◆ Task goal:
Of the material below, only the lines from the line containing "Query: white parked car" down to the line containing "Query: taillight" belong in the answer, written out exactly.

◆ Records for this task:
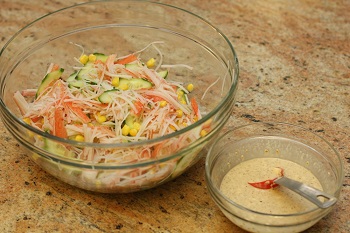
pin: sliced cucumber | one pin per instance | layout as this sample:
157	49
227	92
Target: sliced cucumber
182	96
163	74
133	66
129	121
107	96
57	149
76	83
72	77
88	69
48	79
135	83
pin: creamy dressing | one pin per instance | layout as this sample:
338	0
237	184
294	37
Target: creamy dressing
279	200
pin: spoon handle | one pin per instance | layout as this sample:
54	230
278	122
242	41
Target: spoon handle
308	192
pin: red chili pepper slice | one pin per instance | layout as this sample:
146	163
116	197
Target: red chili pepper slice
266	184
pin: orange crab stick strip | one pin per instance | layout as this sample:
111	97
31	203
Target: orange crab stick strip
195	106
59	129
78	111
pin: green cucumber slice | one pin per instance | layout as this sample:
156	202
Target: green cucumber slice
107	96
135	83
48	79
163	74
88	69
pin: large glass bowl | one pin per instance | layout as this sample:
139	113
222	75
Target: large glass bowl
272	140
123	27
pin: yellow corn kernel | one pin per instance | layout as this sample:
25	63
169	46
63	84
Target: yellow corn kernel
101	119
163	103
115	81
179	113
83	59
133	132
124	87
203	133
92	57
125	130
26	120
136	126
79	138
151	62
190	87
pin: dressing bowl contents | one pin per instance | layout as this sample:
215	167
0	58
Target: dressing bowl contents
277	200
243	167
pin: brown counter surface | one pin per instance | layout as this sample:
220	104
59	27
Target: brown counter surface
294	67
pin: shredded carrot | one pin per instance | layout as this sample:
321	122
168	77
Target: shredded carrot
127	59
195	106
139	107
78	111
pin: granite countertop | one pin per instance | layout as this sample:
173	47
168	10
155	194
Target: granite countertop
295	67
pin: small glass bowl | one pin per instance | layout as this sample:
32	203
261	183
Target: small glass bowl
272	140
121	27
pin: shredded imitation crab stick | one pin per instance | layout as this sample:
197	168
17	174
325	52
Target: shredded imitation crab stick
111	99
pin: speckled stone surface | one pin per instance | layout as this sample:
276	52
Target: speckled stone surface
295	67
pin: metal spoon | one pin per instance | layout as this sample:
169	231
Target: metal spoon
308	192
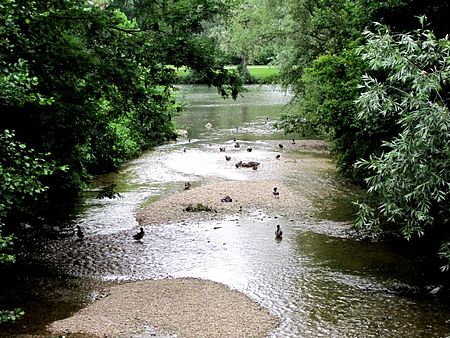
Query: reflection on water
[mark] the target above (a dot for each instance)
(318, 279)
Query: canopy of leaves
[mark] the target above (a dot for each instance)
(89, 82)
(411, 178)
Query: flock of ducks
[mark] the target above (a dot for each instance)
(251, 164)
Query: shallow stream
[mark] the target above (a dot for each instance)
(319, 280)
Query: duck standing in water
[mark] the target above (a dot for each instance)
(139, 235)
(275, 192)
(278, 233)
(80, 233)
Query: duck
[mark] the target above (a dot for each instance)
(275, 192)
(139, 235)
(278, 232)
(80, 233)
(226, 199)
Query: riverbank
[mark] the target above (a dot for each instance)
(207, 200)
(191, 307)
(187, 307)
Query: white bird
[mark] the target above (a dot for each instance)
(139, 235)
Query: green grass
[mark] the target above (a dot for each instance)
(260, 74)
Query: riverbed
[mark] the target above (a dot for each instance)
(319, 280)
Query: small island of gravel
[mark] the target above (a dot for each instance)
(189, 307)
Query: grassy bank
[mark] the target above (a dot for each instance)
(258, 74)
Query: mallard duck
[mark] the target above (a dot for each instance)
(278, 233)
(80, 233)
(139, 235)
(275, 192)
(226, 199)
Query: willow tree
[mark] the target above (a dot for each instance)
(410, 180)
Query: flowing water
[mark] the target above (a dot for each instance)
(319, 280)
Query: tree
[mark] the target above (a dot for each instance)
(411, 178)
(246, 33)
(21, 170)
(103, 72)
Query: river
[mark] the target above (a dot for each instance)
(320, 280)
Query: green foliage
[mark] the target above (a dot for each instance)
(88, 81)
(10, 315)
(411, 178)
(21, 171)
(326, 108)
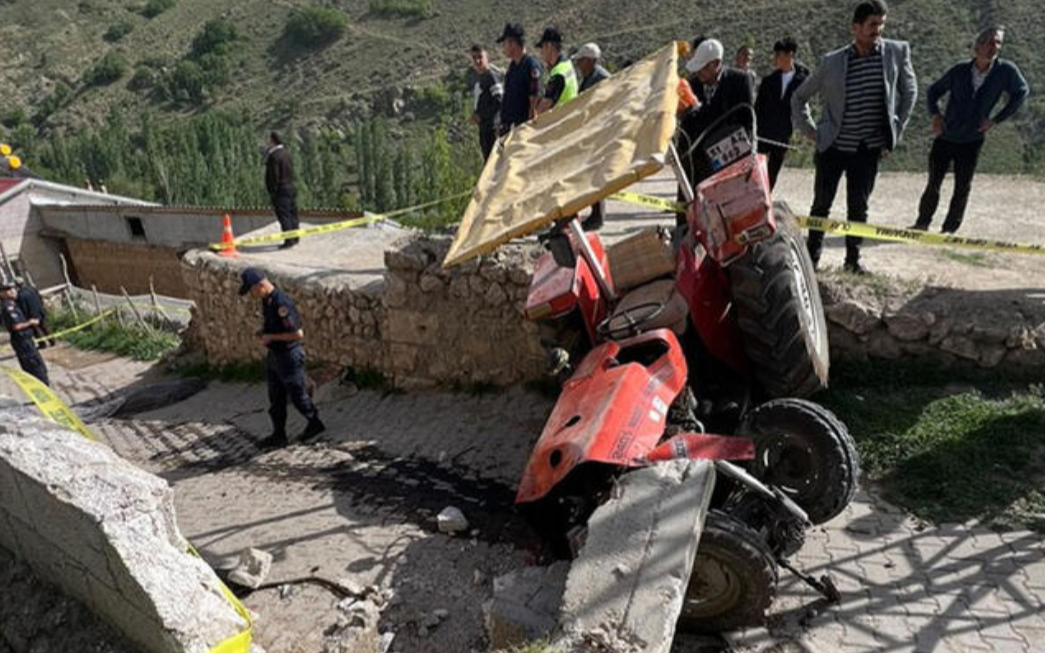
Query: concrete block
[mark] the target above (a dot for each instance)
(131, 566)
(625, 590)
(525, 605)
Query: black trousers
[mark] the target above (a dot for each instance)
(487, 137)
(965, 157)
(285, 376)
(285, 205)
(860, 168)
(28, 356)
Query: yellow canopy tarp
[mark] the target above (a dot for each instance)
(606, 139)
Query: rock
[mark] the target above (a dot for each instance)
(450, 519)
(253, 568)
(853, 316)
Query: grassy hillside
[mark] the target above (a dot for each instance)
(50, 80)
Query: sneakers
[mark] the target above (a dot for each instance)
(312, 430)
(854, 267)
(275, 441)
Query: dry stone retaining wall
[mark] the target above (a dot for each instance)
(420, 326)
(105, 532)
(423, 325)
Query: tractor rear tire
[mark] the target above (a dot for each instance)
(807, 452)
(781, 313)
(734, 578)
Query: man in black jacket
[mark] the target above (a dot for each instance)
(723, 94)
(279, 183)
(773, 105)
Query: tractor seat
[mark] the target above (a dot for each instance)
(659, 293)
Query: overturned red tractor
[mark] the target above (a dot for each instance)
(663, 343)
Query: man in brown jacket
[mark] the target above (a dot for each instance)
(279, 183)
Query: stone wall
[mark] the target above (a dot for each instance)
(425, 326)
(421, 326)
(105, 532)
(985, 328)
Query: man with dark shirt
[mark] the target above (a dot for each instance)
(20, 328)
(973, 88)
(281, 333)
(486, 93)
(32, 307)
(773, 105)
(279, 183)
(521, 79)
(722, 93)
(562, 85)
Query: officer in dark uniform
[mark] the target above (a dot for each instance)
(32, 308)
(281, 332)
(20, 328)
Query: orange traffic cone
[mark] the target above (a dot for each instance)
(228, 240)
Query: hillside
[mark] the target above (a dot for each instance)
(411, 66)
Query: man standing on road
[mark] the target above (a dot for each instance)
(521, 79)
(279, 183)
(562, 85)
(590, 73)
(32, 307)
(588, 69)
(20, 328)
(974, 89)
(486, 92)
(722, 93)
(867, 90)
(773, 105)
(282, 334)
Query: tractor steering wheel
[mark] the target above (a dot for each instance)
(629, 321)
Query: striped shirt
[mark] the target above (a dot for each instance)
(864, 120)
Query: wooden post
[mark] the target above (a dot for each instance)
(134, 309)
(65, 275)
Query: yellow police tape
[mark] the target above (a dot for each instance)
(47, 402)
(331, 227)
(874, 232)
(54, 409)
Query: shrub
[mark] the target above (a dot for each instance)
(109, 69)
(155, 7)
(316, 26)
(402, 8)
(118, 30)
(215, 38)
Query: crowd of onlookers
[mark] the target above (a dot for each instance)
(867, 91)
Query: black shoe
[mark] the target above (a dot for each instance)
(312, 430)
(275, 441)
(854, 267)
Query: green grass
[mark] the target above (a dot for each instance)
(948, 444)
(126, 340)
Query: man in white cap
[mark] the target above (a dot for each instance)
(720, 90)
(586, 63)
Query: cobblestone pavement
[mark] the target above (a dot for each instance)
(362, 507)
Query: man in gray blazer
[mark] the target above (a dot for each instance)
(867, 90)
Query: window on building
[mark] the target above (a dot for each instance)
(136, 227)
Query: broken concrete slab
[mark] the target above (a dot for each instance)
(105, 532)
(625, 589)
(525, 605)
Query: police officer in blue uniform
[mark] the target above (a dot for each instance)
(281, 332)
(21, 329)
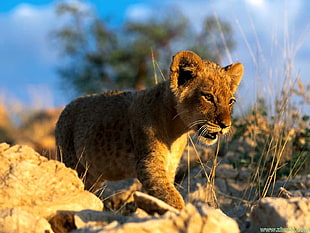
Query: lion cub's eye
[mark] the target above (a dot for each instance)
(208, 97)
(232, 101)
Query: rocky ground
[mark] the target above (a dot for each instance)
(41, 195)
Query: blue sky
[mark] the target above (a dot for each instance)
(266, 31)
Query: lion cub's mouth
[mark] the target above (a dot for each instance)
(206, 136)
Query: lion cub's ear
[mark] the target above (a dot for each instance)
(185, 66)
(235, 71)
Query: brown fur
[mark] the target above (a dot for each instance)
(117, 135)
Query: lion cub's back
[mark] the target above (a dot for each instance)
(79, 119)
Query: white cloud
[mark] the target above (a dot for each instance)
(138, 12)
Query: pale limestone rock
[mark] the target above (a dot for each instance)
(280, 212)
(16, 220)
(39, 186)
(191, 219)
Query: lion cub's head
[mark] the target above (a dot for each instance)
(204, 94)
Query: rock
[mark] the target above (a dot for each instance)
(18, 220)
(152, 204)
(32, 186)
(200, 218)
(280, 213)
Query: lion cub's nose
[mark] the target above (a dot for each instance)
(224, 125)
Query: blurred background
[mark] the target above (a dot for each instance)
(54, 51)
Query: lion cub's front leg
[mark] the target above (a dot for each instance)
(157, 181)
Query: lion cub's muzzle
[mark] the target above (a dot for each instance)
(208, 133)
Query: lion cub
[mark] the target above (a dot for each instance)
(117, 135)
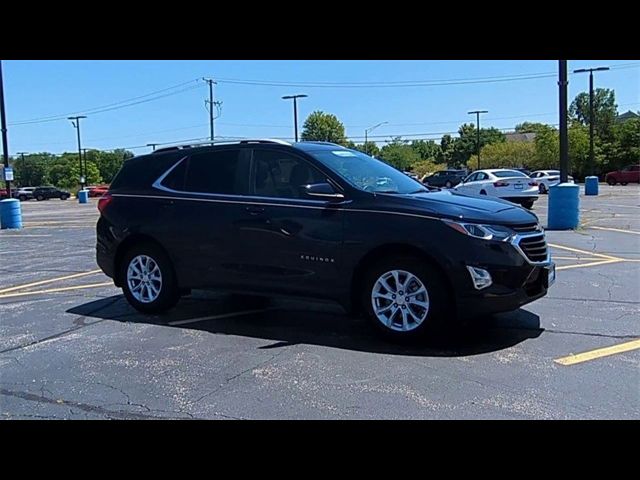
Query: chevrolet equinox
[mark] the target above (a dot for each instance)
(314, 219)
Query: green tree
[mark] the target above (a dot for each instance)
(323, 127)
(604, 107)
(399, 154)
(505, 155)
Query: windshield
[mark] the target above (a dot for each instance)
(367, 173)
(509, 173)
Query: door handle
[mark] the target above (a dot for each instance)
(255, 211)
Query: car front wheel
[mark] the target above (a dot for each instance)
(148, 279)
(404, 297)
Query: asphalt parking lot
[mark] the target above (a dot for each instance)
(72, 348)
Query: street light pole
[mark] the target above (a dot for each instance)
(592, 119)
(75, 121)
(366, 136)
(3, 125)
(295, 111)
(477, 113)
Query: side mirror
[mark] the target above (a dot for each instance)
(322, 190)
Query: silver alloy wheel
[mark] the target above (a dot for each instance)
(400, 301)
(144, 279)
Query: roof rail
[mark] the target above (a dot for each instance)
(219, 142)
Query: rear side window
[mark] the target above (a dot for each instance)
(223, 172)
(175, 179)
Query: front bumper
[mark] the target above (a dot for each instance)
(504, 298)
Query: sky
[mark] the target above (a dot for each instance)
(163, 101)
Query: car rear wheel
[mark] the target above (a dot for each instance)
(404, 297)
(148, 279)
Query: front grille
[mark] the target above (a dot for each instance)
(534, 247)
(525, 228)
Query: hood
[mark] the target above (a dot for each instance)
(454, 205)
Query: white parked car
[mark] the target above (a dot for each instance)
(510, 185)
(547, 178)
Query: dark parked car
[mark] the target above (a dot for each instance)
(313, 219)
(445, 178)
(630, 174)
(46, 193)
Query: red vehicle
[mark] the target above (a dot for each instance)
(630, 174)
(98, 190)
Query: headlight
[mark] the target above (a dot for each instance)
(483, 232)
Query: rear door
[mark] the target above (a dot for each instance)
(290, 242)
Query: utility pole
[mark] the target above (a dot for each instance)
(3, 125)
(592, 119)
(212, 104)
(295, 111)
(366, 135)
(75, 121)
(477, 113)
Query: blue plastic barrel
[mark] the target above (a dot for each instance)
(564, 207)
(591, 186)
(10, 214)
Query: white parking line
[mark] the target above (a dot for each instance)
(218, 317)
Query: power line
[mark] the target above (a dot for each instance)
(114, 106)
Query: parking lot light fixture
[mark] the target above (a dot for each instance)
(295, 111)
(75, 121)
(366, 135)
(591, 113)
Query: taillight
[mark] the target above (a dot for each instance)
(104, 201)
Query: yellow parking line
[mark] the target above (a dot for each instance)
(42, 282)
(592, 264)
(54, 290)
(616, 230)
(601, 352)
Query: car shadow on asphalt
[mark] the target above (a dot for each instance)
(291, 322)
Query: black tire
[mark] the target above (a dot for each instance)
(169, 293)
(439, 301)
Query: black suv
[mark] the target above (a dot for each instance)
(445, 178)
(46, 193)
(317, 220)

◆ Solution to the exercise:
Query: white parked car
[mark] the target above (a dot for each instance)
(510, 185)
(547, 178)
Query: dark parked car
[mark] the target above (a dot for each instance)
(313, 219)
(445, 178)
(630, 174)
(46, 193)
Query: red vehicle
[mark] the target above (a dot for each instance)
(630, 174)
(98, 190)
Query: headlight
[mark] the target above (a dot for each instance)
(483, 232)
Query: rear door
[mark] the target above (a dot for each instance)
(290, 242)
Query: utility pole
[mark] the target above (a dot for each instance)
(3, 125)
(592, 119)
(212, 104)
(295, 111)
(366, 135)
(75, 121)
(477, 113)
Query: blue plastic barrel
[mark] the target above (a dot for each instance)
(564, 207)
(591, 186)
(10, 214)
Query: white parking line
[mark] the target above (a dot for each instance)
(218, 317)
Query: power line
[mark] the target above (a dot for each instance)
(114, 106)
Query: parking lot light fixture
[mark] the target above (a dot for each instance)
(295, 111)
(75, 121)
(366, 135)
(591, 113)
Query: taillight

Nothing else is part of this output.